*Exercise brief*
With pictures omitted, restate the data word for word.
[[ Records shown, beginning ]]
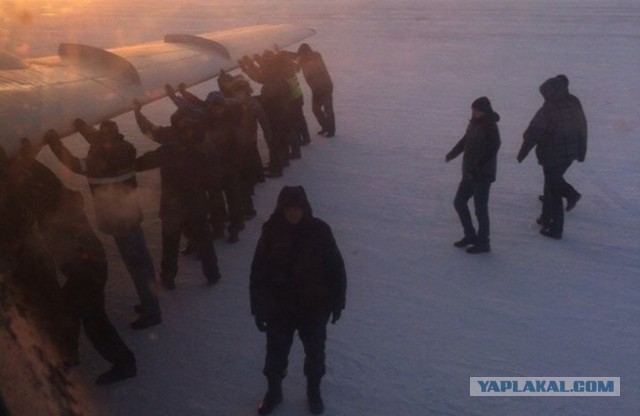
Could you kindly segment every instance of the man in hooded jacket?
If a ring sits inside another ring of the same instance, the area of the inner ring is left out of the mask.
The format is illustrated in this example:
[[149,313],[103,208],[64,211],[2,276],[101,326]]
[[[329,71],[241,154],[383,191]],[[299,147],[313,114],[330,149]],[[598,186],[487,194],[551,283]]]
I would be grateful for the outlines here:
[[305,351],[307,398],[313,414],[324,404],[326,325],[345,307],[346,272],[342,255],[324,221],[315,218],[301,186],[285,186],[264,224],[251,265],[251,313],[267,334],[264,375],[269,387],[258,413],[269,414],[282,401],[289,349],[298,331]]
[[564,174],[574,160],[583,162],[587,153],[586,117],[580,101],[569,94],[568,85],[566,76],[558,75],[540,86],[544,104],[524,132],[517,156],[522,162],[536,148],[544,173],[540,234],[556,240],[564,230],[562,196],[568,189]]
[[ Records shown, end ]]
*Answer to this task*
Could you kindly segment every instance of the man in hooded jacket?
If a ring sits inside another ring of the same instance, the area of the inner ring is left out of the mask.
The format is illustrated in this example:
[[149,313],[103,208],[64,211],[2,276],[101,326]]
[[[329,71],[241,154],[383,191]],[[299,147],[313,114],[330,149]],[[598,186],[487,194],[551,283]]]
I would be grateful for the outlines here:
[[305,351],[307,398],[313,414],[324,404],[326,325],[345,307],[346,272],[342,255],[324,221],[315,218],[301,186],[285,186],[264,224],[251,265],[251,313],[267,334],[264,375],[269,387],[258,413],[269,414],[282,401],[289,349],[298,331]]
[[564,174],[574,160],[583,162],[587,153],[586,117],[580,101],[569,94],[568,85],[566,76],[558,75],[540,86],[544,104],[524,132],[517,156],[522,162],[536,148],[544,173],[540,234],[556,240],[564,230],[562,196],[568,189]]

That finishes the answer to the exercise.